The report by Manček-Keber et al highlights the key role of extracellular vesicles (EVs) derived from malignant B cells in the conversion of mast cells and macrophages into cells that promote lymphoma progression. In 90% of patients with Waldenström macroglobulinemia (WM), B cells harbor a mutation in the innate immune signaling adapter MyD88.2 MyD88L265P is a gain-of-function mutation encoding the membrane-associated protein with a propensity to aggregate into the myddosome. Manček-Keber and colleagues found that EVs produced by WM tumor cell lines or those isolated from bone marrow (BM) aspirates of WM patients carried the signaling-competent MyD88L265P and delivered the myddosome to mast cells and macrophages in coincubation experiments as well as in vivo in mice injected intravenously or intraperitoneally with PKH67-labeled EVs carrying MyD88L265P.

What are EVs and how do they manage to transfer signaling complexes from one cell to another? When EVs were first discovered in the 1980s,3 they were thought to be responsible for removing cellular waste. Today, EVs emerge as a universal communication system that conveys molecular and genetic signals to near or distant target cells and reprograms their functions.4 EVs are membrane-bound vesicles of diverse cellular origins present in all body fluids. EVs comprise exosomes, MVs, and apoptotic bodies.5 Exosomes are the smallest subset of EVs (30-150 nm) that originate from the endocytic compartment of parent cells. MVs are larger and are formed by budding of the parent cell membrane.6 EVs are coated with a wide variety of membrane-associated biologically active molecules, including cell adhesion molecules necessary for the uptake of EVs by recipient cells via phagocytosis, endocytosis, fusion with the membrane, or receptor-mediated uptake.7 The EV lumen contains various soluble molecules and nucleic acids (messenger RNA, microRNA [miRNA], and DNA) that EVs shuttle from parent to recipient cells. Small (femtomolar) quantities of cellular contents in EVs delivered to recipient cells need to be amplified to achieve physiological effects; hence, EVs carry their own amplification machinery in the form of enzymes, transcription factors, and cytokines.5 Isolation of EVs from cell line supernatants or body fluids by ultracentrifugation at >100 000g for 2 hours is still the most widely used collection method, although the recovered vesicles are mixtures of EV subsets. Methods for isolating EV from body fluids that discriminate between the EV subsets are being developed.8 Tumor-derived EVs are reported to be associated with cancer progression and downregulation of antitumor immune responses.9 EVs are also involved in chronic inflammation associated with the development of cancer.10 For these reasons, tumor-derived EVs have recently been of great interest.

▶ **Information**:
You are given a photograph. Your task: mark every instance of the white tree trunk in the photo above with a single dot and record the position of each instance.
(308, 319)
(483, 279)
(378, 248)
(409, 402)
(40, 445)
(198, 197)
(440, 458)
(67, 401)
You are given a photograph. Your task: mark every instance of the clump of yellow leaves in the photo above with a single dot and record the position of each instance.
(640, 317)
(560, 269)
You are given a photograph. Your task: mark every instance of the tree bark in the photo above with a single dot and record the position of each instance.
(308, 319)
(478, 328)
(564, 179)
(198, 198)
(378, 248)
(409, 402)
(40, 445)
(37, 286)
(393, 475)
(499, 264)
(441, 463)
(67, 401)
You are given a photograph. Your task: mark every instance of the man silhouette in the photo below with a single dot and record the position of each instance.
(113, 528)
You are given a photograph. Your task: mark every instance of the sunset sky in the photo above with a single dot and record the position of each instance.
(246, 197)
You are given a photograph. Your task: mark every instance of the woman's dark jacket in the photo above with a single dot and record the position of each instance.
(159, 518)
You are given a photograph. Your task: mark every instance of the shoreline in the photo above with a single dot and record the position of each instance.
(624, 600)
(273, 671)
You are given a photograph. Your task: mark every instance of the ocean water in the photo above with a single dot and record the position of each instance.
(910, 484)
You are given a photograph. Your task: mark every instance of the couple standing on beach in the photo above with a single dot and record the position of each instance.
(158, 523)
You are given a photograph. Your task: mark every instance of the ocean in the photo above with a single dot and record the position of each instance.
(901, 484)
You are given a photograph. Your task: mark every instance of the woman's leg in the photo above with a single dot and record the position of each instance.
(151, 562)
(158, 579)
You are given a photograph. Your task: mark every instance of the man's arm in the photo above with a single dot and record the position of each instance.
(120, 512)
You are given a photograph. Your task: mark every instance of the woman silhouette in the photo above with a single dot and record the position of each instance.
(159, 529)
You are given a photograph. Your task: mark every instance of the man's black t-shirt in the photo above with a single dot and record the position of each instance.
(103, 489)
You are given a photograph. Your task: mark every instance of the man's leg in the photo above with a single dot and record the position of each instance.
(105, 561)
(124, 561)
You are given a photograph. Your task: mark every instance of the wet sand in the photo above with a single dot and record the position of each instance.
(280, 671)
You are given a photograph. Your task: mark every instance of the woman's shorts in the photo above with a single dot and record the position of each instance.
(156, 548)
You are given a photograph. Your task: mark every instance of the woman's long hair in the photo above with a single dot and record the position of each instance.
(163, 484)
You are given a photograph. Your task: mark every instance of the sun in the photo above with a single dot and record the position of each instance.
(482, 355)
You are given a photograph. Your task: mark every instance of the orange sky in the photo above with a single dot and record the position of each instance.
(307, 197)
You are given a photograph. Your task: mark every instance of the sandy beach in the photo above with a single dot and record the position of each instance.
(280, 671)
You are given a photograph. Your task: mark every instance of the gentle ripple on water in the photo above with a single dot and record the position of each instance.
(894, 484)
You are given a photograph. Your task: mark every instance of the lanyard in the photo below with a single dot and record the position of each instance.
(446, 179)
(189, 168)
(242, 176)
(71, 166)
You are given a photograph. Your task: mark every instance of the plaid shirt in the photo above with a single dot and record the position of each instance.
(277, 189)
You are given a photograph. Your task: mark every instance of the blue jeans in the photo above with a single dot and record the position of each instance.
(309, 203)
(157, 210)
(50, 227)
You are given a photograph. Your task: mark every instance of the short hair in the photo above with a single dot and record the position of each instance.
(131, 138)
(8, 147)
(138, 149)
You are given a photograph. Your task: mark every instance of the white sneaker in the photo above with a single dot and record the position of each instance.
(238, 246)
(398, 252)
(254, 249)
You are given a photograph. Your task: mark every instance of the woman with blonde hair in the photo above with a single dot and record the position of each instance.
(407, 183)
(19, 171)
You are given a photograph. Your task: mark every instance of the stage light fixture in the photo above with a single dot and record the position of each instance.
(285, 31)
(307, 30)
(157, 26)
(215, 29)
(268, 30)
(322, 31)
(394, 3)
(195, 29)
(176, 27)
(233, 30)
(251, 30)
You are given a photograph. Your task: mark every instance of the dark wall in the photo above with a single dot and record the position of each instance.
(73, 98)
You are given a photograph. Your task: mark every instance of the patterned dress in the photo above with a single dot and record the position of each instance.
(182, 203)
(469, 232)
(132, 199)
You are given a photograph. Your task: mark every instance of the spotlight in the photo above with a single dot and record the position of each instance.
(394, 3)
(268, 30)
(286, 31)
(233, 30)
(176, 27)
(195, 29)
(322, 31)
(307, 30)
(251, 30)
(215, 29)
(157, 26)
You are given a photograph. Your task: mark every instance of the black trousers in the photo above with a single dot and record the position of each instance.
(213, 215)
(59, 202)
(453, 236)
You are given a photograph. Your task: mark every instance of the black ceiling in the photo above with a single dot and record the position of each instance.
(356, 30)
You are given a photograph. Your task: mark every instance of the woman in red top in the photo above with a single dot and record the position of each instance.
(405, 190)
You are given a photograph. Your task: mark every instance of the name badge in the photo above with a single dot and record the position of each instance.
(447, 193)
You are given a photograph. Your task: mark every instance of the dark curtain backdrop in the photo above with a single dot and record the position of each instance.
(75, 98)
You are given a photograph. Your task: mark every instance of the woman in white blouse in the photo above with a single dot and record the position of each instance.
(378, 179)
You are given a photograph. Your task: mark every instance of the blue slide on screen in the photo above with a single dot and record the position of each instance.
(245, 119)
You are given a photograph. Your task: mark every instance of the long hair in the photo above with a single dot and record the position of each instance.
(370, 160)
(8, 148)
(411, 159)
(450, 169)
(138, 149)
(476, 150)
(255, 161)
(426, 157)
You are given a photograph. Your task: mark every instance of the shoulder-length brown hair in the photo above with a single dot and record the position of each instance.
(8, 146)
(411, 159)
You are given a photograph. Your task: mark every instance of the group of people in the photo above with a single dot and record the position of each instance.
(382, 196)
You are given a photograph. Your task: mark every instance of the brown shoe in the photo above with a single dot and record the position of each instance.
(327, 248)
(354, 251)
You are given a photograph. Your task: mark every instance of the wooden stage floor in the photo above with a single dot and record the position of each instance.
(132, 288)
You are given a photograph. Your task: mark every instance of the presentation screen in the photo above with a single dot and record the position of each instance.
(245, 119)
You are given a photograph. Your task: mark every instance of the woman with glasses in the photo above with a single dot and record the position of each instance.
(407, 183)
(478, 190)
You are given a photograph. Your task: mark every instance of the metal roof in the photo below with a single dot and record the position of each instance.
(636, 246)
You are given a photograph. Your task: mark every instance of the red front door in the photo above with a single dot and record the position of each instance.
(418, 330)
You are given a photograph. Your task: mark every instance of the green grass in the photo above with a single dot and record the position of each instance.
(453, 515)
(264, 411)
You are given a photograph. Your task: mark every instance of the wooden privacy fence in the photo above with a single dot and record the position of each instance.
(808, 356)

▶ **Work required**: Continue the passage on extracellular vesicles from its last sentence. The data stands apart from the passage on extracellular vesicles.

▶ **Answer to this exercise**:
The mechanisms EVs use for information transfer may vary, depending on the identity of a parent cell, the type of EV released, and the nature of recipient cells. Advantages of information transfer by EVs are that they circulate freely in body fluids, that intraluminal materials are protected from degradation en route, and that signaling molecules are delivered embedded in the membrane, which enhances their biological activity. Once EVs are delivered, they initiate signaling at the target cell membrane or reorganize transcription using miRNAs or both, and they initiate signaling cascades that activate endogenous molecular pathways. In some cases, EVs take advantage of pathways that already exist in recipient cells to induce phenotypic or functional alterations as described by Manček-Keber et al for EVs transferring the myddosome from malignant B cells to mast cells and macrophages in the BME. The molecular underpinnings of this transfer by EVs involve the constitutively activated protein complex assembled during toll-like receptor signaling in lymphoma B cells. The complex contains MyD88L265P, IRAK4, and IRAK1/2 kinases. It activates several transcription factors, including NF-κB, and promotes transcription of numerous proinflammatory genes resulting in secretion of interleukin-6 (IL-6), IL-10, interferon-β, and immunoglobulin M by lymphoma B cells. MyD88L265P supports lymphoma cell survival via NF-κB pathway activation, increased BcL-xL expression, and activation of Bruton tyrosine kinase. When the myddosome is transferred by EVs to the cytoplasm of mast cells or macrophages, it recruits endogenous MyD88wt, forming protein aggregates that activate NF-κB and induce production of proinflammatory cytokines and chemokines. The uptake of the myddosome into the cytoplasm is obligatory for downstream activation of NF-κB signaling in the recipient cells. In effect, Manček-Keber et al show that EVs reorganize endogenous signaling in recipient cells to create a proinflammatory niche in the BME (see figure).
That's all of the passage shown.